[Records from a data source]
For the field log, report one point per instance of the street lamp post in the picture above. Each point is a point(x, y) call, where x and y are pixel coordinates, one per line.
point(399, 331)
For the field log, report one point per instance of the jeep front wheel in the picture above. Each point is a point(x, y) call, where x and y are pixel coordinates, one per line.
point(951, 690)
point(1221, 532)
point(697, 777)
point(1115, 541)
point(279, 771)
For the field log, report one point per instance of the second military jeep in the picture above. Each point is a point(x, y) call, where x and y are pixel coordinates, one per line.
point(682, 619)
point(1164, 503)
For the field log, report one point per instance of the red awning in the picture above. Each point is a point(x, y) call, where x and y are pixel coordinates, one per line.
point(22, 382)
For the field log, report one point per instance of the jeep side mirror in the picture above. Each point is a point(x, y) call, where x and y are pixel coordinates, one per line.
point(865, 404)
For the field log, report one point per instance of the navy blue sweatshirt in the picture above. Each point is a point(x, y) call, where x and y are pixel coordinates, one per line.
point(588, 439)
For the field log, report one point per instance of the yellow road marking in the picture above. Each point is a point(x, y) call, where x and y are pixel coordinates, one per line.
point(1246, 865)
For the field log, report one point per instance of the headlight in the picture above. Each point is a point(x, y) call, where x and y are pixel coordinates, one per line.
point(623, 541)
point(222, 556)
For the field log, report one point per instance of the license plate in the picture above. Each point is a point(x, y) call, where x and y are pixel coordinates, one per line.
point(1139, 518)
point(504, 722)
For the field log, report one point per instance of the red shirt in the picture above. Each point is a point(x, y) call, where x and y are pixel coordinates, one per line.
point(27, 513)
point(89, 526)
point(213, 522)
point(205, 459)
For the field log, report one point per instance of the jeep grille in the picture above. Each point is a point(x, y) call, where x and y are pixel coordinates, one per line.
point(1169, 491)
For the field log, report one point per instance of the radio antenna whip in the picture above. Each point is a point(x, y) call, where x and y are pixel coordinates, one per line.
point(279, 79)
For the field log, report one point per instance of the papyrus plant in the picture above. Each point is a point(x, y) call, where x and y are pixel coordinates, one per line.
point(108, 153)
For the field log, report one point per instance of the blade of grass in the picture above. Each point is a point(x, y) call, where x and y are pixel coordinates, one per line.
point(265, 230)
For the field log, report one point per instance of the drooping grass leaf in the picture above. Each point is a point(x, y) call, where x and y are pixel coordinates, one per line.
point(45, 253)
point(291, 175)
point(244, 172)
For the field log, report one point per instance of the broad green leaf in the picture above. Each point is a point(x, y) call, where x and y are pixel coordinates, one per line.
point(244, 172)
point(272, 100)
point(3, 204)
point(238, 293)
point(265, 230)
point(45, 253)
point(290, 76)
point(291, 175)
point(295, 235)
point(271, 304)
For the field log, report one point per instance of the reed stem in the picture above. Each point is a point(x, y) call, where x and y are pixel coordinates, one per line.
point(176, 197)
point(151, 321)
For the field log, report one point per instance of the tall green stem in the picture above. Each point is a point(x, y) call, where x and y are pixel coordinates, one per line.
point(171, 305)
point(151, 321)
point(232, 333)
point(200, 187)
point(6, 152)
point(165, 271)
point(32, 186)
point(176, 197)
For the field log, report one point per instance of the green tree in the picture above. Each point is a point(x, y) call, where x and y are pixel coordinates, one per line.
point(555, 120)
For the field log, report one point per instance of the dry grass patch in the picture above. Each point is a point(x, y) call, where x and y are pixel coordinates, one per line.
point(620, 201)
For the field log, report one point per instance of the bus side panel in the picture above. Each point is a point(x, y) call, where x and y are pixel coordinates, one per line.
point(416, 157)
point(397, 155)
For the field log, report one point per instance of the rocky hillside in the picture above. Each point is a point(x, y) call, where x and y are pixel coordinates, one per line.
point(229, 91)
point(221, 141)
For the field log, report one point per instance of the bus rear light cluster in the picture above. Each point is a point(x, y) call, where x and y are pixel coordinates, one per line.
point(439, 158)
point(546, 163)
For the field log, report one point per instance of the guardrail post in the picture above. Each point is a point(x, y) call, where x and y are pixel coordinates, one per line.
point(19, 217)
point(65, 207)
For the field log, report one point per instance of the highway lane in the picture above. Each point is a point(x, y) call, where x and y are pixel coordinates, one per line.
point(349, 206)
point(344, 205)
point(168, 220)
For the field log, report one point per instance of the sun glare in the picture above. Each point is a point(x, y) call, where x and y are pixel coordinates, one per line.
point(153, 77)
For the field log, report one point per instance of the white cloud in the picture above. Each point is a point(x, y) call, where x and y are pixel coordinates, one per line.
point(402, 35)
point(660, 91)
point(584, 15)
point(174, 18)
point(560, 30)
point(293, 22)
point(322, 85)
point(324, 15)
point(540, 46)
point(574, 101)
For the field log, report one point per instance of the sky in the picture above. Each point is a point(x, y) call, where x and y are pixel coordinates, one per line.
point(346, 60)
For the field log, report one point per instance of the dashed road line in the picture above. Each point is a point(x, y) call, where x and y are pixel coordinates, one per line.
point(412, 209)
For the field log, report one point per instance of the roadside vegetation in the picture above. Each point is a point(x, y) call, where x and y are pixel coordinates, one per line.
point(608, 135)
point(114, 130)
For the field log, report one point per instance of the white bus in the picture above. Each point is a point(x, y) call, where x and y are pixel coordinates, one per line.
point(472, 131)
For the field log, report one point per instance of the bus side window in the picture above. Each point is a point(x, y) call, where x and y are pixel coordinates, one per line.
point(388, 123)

Exercise -> Copy the records exactly, keeping every word in place.

Expected answer ->
For the field log, report one point per instance of the street lamp post in the picture above. Each point is a point(x, y) call, where x and y are pixel coordinates, one per line.
point(399, 331)
For the field log, report one point per instance of the jeep front wheel in the picture above. Each point is a point(x, y) call, where x and y are pixel coordinates, one per line.
point(951, 690)
point(1221, 532)
point(697, 777)
point(1115, 541)
point(279, 771)
For the field log, report one point per instance of the second military jeep in the picture above. Each point is a point(x, y) call, where x and y are pixel coordinates, one per line.
point(682, 619)
point(1164, 503)
For the field log, report one point per instance of the red awning in the picture above. Each point is a point(x, y) call, where x and y are pixel coordinates, one per line.
point(22, 382)
For the field log, report one point per instance of the jeep side mirror in the picture above. Each point is a point(x, y) call, where x and y are pixel coordinates, one per line.
point(865, 404)
For the field log, report one point per instance of the navy blue sweatshirt in the picture above. Each point is a point(x, y) call, where x and y are pixel coordinates, one per line.
point(588, 439)
For the field log, report one point per instance of the yellow road marking in the picture above. Each point is a point(x, y) call, where x and y are pixel coordinates, one per line.
point(1246, 865)
For the field log, report one point per instance of the headlight in the picture above. Each point is a point(x, y) call, where x and y are pixel coordinates, one per line.
point(623, 541)
point(222, 556)
For the field log, report one point per instance of the license plate in the picture above. Each point is a point(x, y) call, where x and y are pixel coordinates, one per line.
point(1139, 518)
point(504, 722)
For the field log, report one point per instance of the red shirt in the picture above. Each point is a point(x, y) call, where x and y are pixel coordinates, one per line.
point(27, 513)
point(89, 526)
point(213, 522)
point(205, 459)
For the field log, report one point per instance of the jeep grille in the picture above. Each point is a point(x, y) call, where x and y are pixel coordinates, one per line.
point(1169, 491)
For the field log, report one point per instance of the radio antenna whip in the picture above. Each point is a point(x, y) call, where x and y are pixel coordinates, one per line.
point(279, 79)
For the field log, report one point per instance of the papyrus plant in the picture above. Each point is a point(x, y) call, where x and y are pixel coordinates, one per line.
point(108, 153)
For the field log, report one point per instance of the blade of grass in the picture above. Each point is a point(x, y) call, where x and y are pixel coordinates, one per line.
point(265, 230)
For the field log, report one point per instance of the drooping grass leaf in the picture above. Each point is a point(x, y) call, where x and y are pixel coordinates, one per line.
point(45, 253)
point(291, 175)
point(244, 172)
For the field log, report one point per instance of the broad green leaf in the picture above. Each point is a point(x, y) call, where x and y are pixel coordinates, one per line.
point(244, 172)
point(272, 100)
point(3, 204)
point(238, 293)
point(265, 230)
point(45, 253)
point(290, 76)
point(291, 175)
point(295, 235)
point(271, 304)
For the field log, report one point per instance of the reed stem in the picture above. Each point is a point(x, y) call, where x and y are pixel coordinates, one per line.
point(176, 197)
point(151, 321)
For the field log, report one point per instance of the tall green stem in the picture above. Each point is a point(x, y) call, where x and y are pixel coordinates, one per line.
point(171, 305)
point(151, 321)
point(232, 333)
point(200, 187)
point(6, 152)
point(165, 271)
point(32, 186)
point(176, 197)
For the field log, report one point per instance of the green tree in the picture above. Each point is a point(x, y) call, where x and y are pixel coordinates, one per line.
point(555, 120)
For the field log, report one point per instance of the dry grass patch in the picture above. Each point is a point(x, y) call, where x and y are pixel coordinates, one per line.
point(620, 201)
For the field log, report one point per instance of the bus side panel in the picture above. Each point is a point(x, y) call, where x and y are pixel coordinates, one per line.
point(416, 157)
point(397, 155)
For the field log, report one point per instance of the rocky hillside in the picture above. Each point is a point(x, y) call, where x and y are pixel coordinates, one per line.
point(229, 91)
point(221, 141)
For the field log, report one point per instance of the bus rear light cluster in the picture above. Each point is a point(x, y) call, where x and y are pixel coordinates, one per line.
point(439, 158)
point(546, 163)
For the field log, report one point per instance of the guardrail post in the picture above. Each point is a point(x, y) call, where x and y are pixel coordinates, one per line.
point(19, 217)
point(65, 207)
For the field log, report one point per instance of the highway lane in the picture above. Each point is a point(x, y) call, where x and y are pixel coordinates, one per line.
point(349, 206)
point(344, 205)
point(168, 220)
For the field log, report one point per instance of the sun glare in the picture above. Each point is a point(x, y) call, where x and y are pixel coordinates, one per line.
point(153, 77)
For the field log, report one point per instance of the white cloud in the picture above. Each point is a point(x, y) call, where x and y are pixel coordinates, one per line.
point(402, 35)
point(660, 91)
point(584, 15)
point(174, 18)
point(560, 30)
point(293, 22)
point(322, 85)
point(324, 15)
point(540, 46)
point(574, 101)
For the field log, report one point per instance of the sky in the picture above. Each point is a point(x, y) call, where x and y are pixel coordinates, one per line.
point(346, 60)
For the field log, report one point per instance of the dashed road line in the picture above. Each point is a point(x, y) call, where x and y are pixel coordinates, one per line.
point(412, 209)
For the field log, report one point per instance of the roadside vegetation in the picture above. Each point is a point(x, y) call, where x and y are pixel coordinates, one per line.
point(608, 135)
point(114, 130)
For the field log, report one point per instance of the white bus in the picture above. Each point is a point(x, y) call, where x and y are pixel coordinates, one per line.
point(472, 131)
For the field log, report one point per instance of the bus side window in the picture above. Each point is a point(x, y) call, where x and y are pixel coordinates, one per line.
point(388, 123)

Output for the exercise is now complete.